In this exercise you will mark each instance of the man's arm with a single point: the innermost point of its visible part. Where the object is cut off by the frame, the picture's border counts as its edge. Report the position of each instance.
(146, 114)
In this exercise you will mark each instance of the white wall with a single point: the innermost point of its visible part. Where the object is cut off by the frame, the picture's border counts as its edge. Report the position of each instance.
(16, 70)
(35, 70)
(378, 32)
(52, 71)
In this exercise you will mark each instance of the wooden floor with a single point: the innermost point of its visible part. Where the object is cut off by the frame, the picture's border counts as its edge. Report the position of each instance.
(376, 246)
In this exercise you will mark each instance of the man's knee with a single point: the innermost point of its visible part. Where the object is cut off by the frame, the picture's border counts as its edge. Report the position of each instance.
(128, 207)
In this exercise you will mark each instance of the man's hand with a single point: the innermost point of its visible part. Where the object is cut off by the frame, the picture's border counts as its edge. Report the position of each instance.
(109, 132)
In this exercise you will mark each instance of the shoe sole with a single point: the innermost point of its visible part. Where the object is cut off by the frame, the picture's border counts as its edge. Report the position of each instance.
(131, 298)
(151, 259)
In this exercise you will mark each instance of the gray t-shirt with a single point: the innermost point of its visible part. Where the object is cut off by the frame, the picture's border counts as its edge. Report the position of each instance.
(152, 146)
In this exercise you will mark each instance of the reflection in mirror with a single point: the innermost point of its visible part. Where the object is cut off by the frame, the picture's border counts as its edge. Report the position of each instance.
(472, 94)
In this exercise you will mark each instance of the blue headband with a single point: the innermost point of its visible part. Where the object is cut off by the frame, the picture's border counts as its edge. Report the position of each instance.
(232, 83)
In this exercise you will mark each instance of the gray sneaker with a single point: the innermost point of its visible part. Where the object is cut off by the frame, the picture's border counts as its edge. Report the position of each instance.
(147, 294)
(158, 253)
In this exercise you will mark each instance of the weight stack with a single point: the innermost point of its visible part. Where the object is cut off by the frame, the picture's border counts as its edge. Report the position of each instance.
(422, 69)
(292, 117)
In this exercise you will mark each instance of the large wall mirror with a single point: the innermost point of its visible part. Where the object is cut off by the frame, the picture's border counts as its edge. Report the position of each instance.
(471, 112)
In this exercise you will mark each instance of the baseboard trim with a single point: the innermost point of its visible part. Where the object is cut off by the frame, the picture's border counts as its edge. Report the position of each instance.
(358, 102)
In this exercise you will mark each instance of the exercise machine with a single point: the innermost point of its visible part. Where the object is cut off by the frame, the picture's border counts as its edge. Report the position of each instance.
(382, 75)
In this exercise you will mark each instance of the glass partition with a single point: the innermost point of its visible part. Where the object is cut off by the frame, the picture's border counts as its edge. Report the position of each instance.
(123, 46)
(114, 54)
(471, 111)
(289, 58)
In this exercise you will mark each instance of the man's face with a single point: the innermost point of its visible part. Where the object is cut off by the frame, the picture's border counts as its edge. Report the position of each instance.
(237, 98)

» **Required work**:
Echo the lines above word for word, starting at the line that contains "In this exercise you will mark each instance of the exercise" and continuing through the last line.

» **Correct response**:
In this exercise you will mark each instance of the exercise machine with a single point: the innermost point of its visible part. Where the object is cut off by the frame, the picture's border counts as its edge. Report the position of each instance.
(382, 75)
In this exercise you will mark each instance of the glass partition with a single point: the innermost point of its visible part. Where the object is cut off by the frame, the picture's border counts as its edge. Report the position of each instance.
(123, 46)
(114, 54)
(471, 111)
(289, 58)
In this exercise you will mark each instance of the man's face with a single point: the innermost point of its visible part. Where the object is cut off by the frame, the picture's border counts as its edge. Report the position of each instance.
(237, 98)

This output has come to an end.